**WRITTEN EXERCISE 1:**
Restate the post on the convolution formula, starting with "Let $X$ and $Y$ be independent random" and going on through "parameters $r=2$ and $p$.", substituting "whole number" for "integer".
**WRITTEN EXERCISE 2:**
Answer these questions from the post on the convolution formula:
(a) What kind of values do $X$ and $Y$ take?
(b) With what parameters should $X+Y$ have a negative binomial distribution?
(c) What formula does the post give for the geometric distribution?

**SELECTED PASSAGE:**
____________

Let $X$ and $Y$ be independent random variables taking only integer values. Let $Z=X+Y$, which also takes only integer values. Its PMF can be computed by the convolution formula: for any integer $z$,
\begin{align}
\ P_Z(z) & = P(Z=z) =P(X+Y=z) \\
& = \sum_{x=-\infty}^{\infty} P(X=x,X+Y=z)\\
& = \sum_{x=-\infty}^{\infty} P(X=x,Y=z-x) \\
& = \sum_{x=-\infty}^{\infty} P(X=x)P(Y=z-x) \\
& = \sum_{x=-\infty}^{\infty} P_X(x) P_Y(z-x)
\end{align}
Question: Let $X$ and $Y$ be independent and have geometric distribution with parameter $p$. By computing the PMF, show $X+Y$ has a negative binomial distribution with parameters $r=2$ and $p$.
Geometric distribution is given by $f(x)=(1-p)^{x-1} p$ and negative binomial distribution is $P(X=x|r,p)={x-1 \choose r-1}p^r (1-p)^y$. I would like to know how to calculate the convolution formula for PMF. Any help is appreciated.

____________

**SOURCE DATA:**
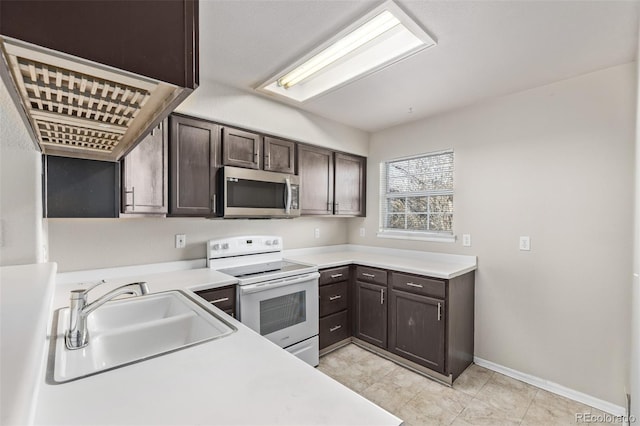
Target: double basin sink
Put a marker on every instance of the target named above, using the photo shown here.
(132, 330)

____________

**EXERCISE ANSWER 1:**
Let $X$ and $Y$ be independent random variables taking only whole number values. Let $Z=X+Y$, which also takes only whole number values. Its PMF can be computed by the convolution formula: for any whole number $z$,
\begin{align}
\ P_Z(z) & = P(Z=z) =P(X+Y=z) \\
& = \sum_{x=-\infty}^{\infty} P(X=x,X+Y=z)\\
& = \sum_{x=-\infty}^{\infty} P(X=x,Y=z-x) \\
& = \sum_{x=-\infty}^{\infty} P(X=x)P(Y=z-x) \\
& = \sum_{x=-\infty}^{\infty} P_X(x) P_Y(z-x)
\end{align}
Question: Let $X$ and $Y$ be independent and have geometric distribution with parameter $p$. By computing the PMF, show $X+Y$ has a negative binomial distribution with parameters $r=2$ and $p$.

**EXERCISE ANSWER 2:**
(a) Only integer values.
(b) $r=2$ and $p$.
(c) $f(x)=(1-p)^{x-1} p$.